BEGIN Data for analysis
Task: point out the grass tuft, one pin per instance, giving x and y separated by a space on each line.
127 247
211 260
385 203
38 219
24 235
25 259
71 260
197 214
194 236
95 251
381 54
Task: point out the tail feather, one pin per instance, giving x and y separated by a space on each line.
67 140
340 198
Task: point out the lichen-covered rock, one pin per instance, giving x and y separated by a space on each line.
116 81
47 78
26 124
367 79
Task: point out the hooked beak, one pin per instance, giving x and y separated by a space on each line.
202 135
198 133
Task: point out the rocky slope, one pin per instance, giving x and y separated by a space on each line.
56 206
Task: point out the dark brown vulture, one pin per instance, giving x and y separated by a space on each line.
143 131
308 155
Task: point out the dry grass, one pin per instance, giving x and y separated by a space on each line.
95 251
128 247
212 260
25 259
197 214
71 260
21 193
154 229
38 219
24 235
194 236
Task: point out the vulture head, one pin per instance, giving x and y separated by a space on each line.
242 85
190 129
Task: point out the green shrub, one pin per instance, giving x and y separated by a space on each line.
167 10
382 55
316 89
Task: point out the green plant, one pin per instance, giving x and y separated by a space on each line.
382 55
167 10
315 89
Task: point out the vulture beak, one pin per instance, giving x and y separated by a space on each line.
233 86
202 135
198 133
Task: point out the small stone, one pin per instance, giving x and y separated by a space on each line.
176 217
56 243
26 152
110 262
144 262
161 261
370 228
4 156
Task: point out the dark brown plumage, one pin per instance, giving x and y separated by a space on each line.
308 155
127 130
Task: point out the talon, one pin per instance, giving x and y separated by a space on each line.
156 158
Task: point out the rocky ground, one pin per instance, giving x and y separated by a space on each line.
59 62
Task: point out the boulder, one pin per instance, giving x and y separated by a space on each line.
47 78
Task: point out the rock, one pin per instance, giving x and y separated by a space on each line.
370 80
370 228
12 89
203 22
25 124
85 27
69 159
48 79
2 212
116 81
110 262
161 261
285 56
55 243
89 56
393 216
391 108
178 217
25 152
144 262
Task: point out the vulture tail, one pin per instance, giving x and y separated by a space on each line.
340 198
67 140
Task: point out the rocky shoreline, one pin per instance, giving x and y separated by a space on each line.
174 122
END Data for analysis
**Task goal**
Reply with the complete data above, every character as it stands.

**Result of the task**
Task: point out the grass tuft, one pin per instance, giving x and y separated by a space on each line.
127 247
211 260
385 203
38 219
24 235
25 259
71 260
197 214
194 236
95 251
381 54
Task: point out the tail feather, one pin per instance, giving x and y separated by a space on each line.
67 140
340 198
Task: point out the lichen-covered rock, one pin per instance, giving x and y separated by a space on each line.
116 81
47 78
26 124
367 79
Task: point out the hooked beak, one pin per instance, giving x and y separated by a space on each line.
202 135
198 133
Task: point out the rocky slope, one pin per instance, giving x and y separated by a space on each line.
56 206
Task: point out the dark brown vulture, one pin per instance, giving x and y separated by a space on each line.
143 131
308 155
Task: point out the dry grass, one pin per instance, giving x and y separated by a space on each line.
95 251
128 247
212 260
25 259
197 214
71 260
21 193
154 229
38 219
24 235
194 236
Task: point out the vulture head, one pin per instance, giving x and y separated by a space on each line.
242 85
190 129
Task: point out the green shrub, one pin per instance, giving x and y separated by a space on each line.
167 10
382 55
316 89
Task: point out the green plant, one pin per instance, giving x and y separated by a space on each line.
382 55
167 10
315 89
Task: point out the vulture beak, one pin per instance, giving x and y separated by a space on each line.
233 86
202 135
198 133
Task: point out the small stone, one pin per instance, giving x and y separated by a space on each line.
176 217
56 243
26 152
110 262
144 262
161 261
370 228
4 156
Task: point out the dark brown plumage, one pin per instance, giving x and y separated by a space on each line.
308 155
127 130
Task: point out the talon, one pin per instance, giving x and y separated by a space on each line.
156 158
Task: point out the rocky ground, one pin per instance, giving x and y separated by a space on each line.
59 62
Task: point out the boulder, one pin per instance, giving x and y separated by a space on each line.
47 78
Task: point out the rock, one pin per instance, giving x and y separated by a space on each line.
370 80
370 228
12 89
203 22
25 124
85 27
69 159
48 79
2 212
116 81
110 262
161 261
285 56
55 243
89 56
393 216
391 108
178 217
25 152
144 262
Task: point out the vulture tail, one pin per instance, giving x and y separated by a space on each line.
340 198
67 140
Task: point out the rocky shoreline, one pin per instance, giving x and y separated by a space on each line.
174 122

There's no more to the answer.